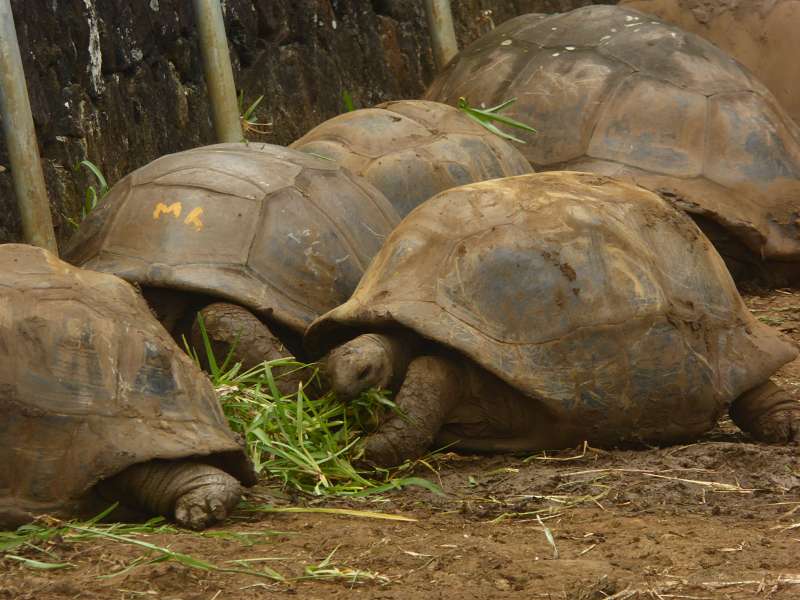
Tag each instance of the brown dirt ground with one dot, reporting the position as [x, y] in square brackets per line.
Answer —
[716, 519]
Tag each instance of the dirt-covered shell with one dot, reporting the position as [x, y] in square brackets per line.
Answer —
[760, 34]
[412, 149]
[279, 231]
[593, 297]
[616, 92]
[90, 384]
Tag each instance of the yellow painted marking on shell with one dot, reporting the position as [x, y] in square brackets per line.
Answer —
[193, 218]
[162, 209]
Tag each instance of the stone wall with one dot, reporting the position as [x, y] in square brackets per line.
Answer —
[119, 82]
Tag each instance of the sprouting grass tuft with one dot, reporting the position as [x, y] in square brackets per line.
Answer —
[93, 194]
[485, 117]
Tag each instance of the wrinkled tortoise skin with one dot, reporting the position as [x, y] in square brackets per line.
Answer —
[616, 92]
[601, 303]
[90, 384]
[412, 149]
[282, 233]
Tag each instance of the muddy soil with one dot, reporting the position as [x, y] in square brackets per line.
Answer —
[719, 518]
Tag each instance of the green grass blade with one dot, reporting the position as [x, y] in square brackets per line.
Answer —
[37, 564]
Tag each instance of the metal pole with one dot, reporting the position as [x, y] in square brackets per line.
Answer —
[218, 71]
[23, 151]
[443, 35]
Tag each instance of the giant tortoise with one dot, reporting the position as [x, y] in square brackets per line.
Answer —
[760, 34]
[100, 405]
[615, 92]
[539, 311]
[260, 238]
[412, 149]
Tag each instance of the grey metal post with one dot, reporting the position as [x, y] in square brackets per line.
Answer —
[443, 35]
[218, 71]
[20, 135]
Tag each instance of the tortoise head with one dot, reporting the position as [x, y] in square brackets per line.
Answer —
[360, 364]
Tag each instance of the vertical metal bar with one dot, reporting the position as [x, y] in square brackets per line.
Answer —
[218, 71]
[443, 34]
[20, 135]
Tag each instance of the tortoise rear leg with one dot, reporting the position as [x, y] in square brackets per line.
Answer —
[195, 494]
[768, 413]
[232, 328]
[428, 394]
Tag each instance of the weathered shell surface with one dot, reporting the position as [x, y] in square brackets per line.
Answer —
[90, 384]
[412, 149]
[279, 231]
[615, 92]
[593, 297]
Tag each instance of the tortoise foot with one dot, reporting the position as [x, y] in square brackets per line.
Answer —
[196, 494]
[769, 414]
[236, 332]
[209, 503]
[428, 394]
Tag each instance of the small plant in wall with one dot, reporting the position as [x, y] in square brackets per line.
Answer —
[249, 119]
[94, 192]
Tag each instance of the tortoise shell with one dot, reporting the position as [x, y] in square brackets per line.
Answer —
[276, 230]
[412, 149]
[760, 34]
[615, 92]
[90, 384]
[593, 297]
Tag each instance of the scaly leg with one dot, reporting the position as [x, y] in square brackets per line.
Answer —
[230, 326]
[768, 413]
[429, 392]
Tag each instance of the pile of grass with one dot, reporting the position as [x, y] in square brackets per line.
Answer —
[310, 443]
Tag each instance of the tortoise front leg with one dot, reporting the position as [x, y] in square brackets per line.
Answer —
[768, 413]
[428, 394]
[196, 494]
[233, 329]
================
*STATED PROBLEM*:
Without including any pictures, reproduce the listing exactly.

*CORRECT RESPONSE*:
Tag each instance of the brown dirt ground with one dot, reporting the position as [x, y] in square brackets per line.
Answer —
[716, 519]
Tag each instance of the dirt-covered shell with one dot, reporting the position as [x, y] in square brackets per line.
Answer —
[760, 34]
[412, 149]
[279, 231]
[593, 297]
[616, 92]
[90, 384]
Tag each instance of the yellow painted marking on shell with one dot, reporting the position as [x, y] in square brackets per line.
Answer —
[193, 218]
[162, 209]
Tag each instance of the stone wall with one dot, reporting the position as [x, y] in square brackets per line.
Answer —
[119, 82]
Tag each instance of the sprouting grass tuft with one dot, reporting the position as [x, y] in square brackets per line.
Answer —
[93, 194]
[485, 117]
Tag each instance of the wrinkled tortoise skin with one dot, reporting the position as [x, y] in square brackets per line.
Answer —
[616, 92]
[601, 303]
[90, 384]
[412, 149]
[282, 233]
Tag each instance of the muddy soil with one dot, reporting the position as [x, y] in square brackets per line.
Answer —
[719, 518]
Tag each instance of the green grass blade with one dot, reporting the position as [x, y] in square brackets per line.
Answer —
[37, 564]
Tag each instance of the metal pole with one dot, reporting the position as [x, y] in square brackets per line.
Answer —
[218, 71]
[23, 151]
[443, 35]
Tag each instance of the giant tortoise with one dot, reporting the position as [x, y] in square brackets per line.
Answer —
[760, 34]
[100, 405]
[615, 92]
[539, 311]
[260, 238]
[412, 149]
Tag each instance of the grey metal post with one dot, reporting the position as [x, y] in square brackets per line.
Answer —
[443, 35]
[218, 71]
[20, 135]
Tag each instance of the tortoise head with one dot, reporting the position as [x, y] in square brackets per line.
Answer —
[360, 364]
Tag each instance of the vertical metal bar with one dot, reporting the position as [x, y] in square brackets per line.
Answer —
[218, 71]
[443, 34]
[20, 135]
Tag each instance of the tortoise rear leg with one dot, reporting the position as [x, y] in square brackets per line.
Answer —
[195, 494]
[768, 413]
[232, 328]
[428, 394]
Tag each instance of the weathered shell surface with one dot, reporting the position as [x, y] in square brackets per line.
Answer —
[90, 384]
[412, 149]
[279, 231]
[615, 92]
[593, 297]
Tag each instance of the tortoise foot with one dot, reporting the position as [x, y] in square brackets per line.
Answer —
[196, 494]
[769, 414]
[236, 332]
[209, 503]
[428, 394]
Tag each instance of the small plant in wall with one dot, reporting the position as [x, y] in square brackets per line.
Answer —
[249, 119]
[94, 192]
Tag each instance of the tortoise shell with one dot, reporting the position as [x, y] in square brackets per line.
Answer —
[276, 230]
[412, 149]
[760, 34]
[615, 92]
[90, 384]
[593, 297]
Tag each instance of the scaly leg with one dot, reporting the position as [x, y] in square brackets per line.
Answer —
[230, 326]
[768, 413]
[429, 392]
Tag each instance of the pile of grass with one dot, reporting the position as [x, y] in square brackets per line.
Answer —
[310, 443]
Tag each instance of the tortoise front leg with one dot, reporting the position as [x, y] in square brackets per line.
Answer —
[768, 413]
[428, 394]
[196, 494]
[233, 329]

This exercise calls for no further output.